▶ _What to work on_:
Look through the records, and wherever the string "elderly" turns up, copy out that line.
----- Provided material -----
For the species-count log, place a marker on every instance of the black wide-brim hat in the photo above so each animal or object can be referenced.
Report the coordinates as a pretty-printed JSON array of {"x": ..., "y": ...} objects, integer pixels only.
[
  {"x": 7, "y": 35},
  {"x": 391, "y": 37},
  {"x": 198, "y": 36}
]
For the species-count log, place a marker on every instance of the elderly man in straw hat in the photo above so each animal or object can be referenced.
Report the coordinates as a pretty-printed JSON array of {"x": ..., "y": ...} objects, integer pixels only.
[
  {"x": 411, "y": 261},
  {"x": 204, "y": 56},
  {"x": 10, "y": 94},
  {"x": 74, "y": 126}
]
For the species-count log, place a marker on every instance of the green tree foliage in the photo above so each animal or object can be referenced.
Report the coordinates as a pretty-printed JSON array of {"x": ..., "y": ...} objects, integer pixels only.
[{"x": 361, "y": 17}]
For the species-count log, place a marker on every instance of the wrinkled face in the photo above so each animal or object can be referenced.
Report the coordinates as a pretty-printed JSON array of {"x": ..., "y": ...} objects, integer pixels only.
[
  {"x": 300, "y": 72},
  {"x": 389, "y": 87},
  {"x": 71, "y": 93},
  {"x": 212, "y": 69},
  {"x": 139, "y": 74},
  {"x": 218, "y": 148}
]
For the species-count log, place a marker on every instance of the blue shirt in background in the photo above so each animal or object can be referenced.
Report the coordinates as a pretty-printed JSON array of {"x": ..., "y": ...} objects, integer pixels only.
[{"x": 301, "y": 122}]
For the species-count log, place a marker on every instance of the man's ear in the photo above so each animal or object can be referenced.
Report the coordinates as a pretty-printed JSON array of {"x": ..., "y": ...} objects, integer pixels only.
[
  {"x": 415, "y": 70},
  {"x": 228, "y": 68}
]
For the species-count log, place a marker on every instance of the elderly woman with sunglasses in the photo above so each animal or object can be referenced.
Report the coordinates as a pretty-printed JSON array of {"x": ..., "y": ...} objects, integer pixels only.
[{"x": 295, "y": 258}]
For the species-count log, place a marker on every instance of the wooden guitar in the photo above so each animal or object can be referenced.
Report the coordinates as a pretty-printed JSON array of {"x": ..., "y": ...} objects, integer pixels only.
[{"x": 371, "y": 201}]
-----
▶ _Response to the task_:
For the species-count log, place a marker on every instance of the elderly man in straw hat in the photo above so each animal or object can be referenced.
For the species-count log, place a marker on every instance of the elderly woman with sunglasses in the photo above so each animal or object can be referenced.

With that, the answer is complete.